• Task goal:
Extract every line starting at the line that contains "Reviewer note: check that every instance of the shop" and ending with the final line of the data, inclusive; give only those lines, word for word.

• Supplied data:
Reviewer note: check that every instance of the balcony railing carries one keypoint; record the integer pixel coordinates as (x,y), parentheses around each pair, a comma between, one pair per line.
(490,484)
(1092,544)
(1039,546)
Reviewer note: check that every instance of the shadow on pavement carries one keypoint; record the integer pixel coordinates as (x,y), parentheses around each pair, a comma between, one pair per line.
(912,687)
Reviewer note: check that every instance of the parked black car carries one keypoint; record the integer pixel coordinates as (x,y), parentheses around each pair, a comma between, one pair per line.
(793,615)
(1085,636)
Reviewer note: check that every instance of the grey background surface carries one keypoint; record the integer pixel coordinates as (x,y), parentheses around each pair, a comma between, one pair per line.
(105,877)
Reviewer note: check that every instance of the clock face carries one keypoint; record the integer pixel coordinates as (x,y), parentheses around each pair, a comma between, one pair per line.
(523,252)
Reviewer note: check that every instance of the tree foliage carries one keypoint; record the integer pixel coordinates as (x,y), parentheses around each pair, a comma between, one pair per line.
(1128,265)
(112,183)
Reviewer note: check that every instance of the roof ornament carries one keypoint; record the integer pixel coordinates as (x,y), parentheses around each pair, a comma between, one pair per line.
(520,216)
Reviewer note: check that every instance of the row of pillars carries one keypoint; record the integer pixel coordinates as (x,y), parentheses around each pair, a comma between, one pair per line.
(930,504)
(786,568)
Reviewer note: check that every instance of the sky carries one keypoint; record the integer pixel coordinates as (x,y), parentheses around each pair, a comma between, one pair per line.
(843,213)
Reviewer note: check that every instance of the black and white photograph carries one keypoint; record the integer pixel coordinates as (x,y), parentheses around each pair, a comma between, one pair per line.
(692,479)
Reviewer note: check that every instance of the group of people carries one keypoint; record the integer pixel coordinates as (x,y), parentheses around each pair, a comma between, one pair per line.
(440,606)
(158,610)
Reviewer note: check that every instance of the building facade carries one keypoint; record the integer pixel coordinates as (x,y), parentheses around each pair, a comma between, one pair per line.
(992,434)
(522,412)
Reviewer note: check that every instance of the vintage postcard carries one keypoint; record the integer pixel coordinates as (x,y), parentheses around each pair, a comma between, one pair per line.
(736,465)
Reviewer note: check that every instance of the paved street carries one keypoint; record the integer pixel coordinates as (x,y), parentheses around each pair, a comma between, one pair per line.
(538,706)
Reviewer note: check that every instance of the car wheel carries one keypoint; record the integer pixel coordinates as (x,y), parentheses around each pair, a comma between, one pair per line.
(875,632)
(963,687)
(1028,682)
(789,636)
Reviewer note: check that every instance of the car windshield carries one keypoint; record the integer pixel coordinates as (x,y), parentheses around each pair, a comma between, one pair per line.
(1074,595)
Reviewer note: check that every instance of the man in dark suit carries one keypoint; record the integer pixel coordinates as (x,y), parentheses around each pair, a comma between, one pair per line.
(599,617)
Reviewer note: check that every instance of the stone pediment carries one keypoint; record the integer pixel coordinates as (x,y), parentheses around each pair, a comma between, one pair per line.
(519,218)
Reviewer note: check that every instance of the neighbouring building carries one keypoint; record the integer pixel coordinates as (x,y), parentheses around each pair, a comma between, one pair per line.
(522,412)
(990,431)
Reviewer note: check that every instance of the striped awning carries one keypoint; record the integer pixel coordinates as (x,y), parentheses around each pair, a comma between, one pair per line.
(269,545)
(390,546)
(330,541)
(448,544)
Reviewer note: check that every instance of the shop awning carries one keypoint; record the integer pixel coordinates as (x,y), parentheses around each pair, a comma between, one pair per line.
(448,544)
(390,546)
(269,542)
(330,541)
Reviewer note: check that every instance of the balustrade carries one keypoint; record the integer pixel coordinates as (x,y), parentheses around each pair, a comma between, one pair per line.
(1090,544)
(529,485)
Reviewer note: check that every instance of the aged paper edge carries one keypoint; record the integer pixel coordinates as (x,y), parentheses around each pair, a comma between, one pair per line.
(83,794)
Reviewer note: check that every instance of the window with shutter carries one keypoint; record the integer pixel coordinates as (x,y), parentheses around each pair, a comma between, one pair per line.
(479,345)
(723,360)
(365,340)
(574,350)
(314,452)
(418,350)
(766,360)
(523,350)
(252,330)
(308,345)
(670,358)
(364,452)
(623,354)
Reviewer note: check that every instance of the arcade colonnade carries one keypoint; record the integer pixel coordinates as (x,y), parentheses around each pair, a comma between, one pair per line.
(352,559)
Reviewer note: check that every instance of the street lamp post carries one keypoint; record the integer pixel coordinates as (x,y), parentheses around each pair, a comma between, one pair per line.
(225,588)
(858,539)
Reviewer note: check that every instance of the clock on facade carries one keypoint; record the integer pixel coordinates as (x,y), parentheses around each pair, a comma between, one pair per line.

• Worked answer:
Reviewer note: check that every instance of the shop awning carries one keypoint; record the integer pixel coordinates as (x,y), parentheses around each pair, a comma between, one pair per line.
(448,544)
(390,546)
(269,542)
(330,541)
Reviewer note: check that every instance of the balustrade carries one keypoint; record the integer pixel coordinates as (x,y), parentheses around each pair, a comma between, one pair per line.
(1090,544)
(529,485)
Reviewer note: check that every instance of the aged paper edge carries one keypoint; record the integer pixel coordinates as (x,y), parentheses around each pair, a comma between, one pair per line.
(83,794)
Reviewer note: check that every instance of the window with shutter carries one keypoint; record the integer pixel coordinates as (x,y), parentheses around each pair, a comma between, one pair per line.
(479,345)
(723,360)
(365,340)
(574,350)
(314,452)
(418,350)
(766,360)
(523,350)
(252,330)
(308,345)
(670,358)
(364,452)
(623,354)
Reviewer note: check that every instance of the arcade colonnade carries one keypoint; record the integer pixel coordinates as (x,y), parentheses around each pair, a comma between, one pair per line.
(352,559)
Reviewer note: check that every instance of the street lamp post carries one keypoint; record the integer pixel coordinates as (x,y), parentheses around each pair, a comma between, one pair per line.
(225,588)
(858,539)
Reviewer note: check that every instance of the clock on facade carries one keypoint; record the integer pixel coordinates as (x,y), parentheses around each pair, a comma between, one pair per line.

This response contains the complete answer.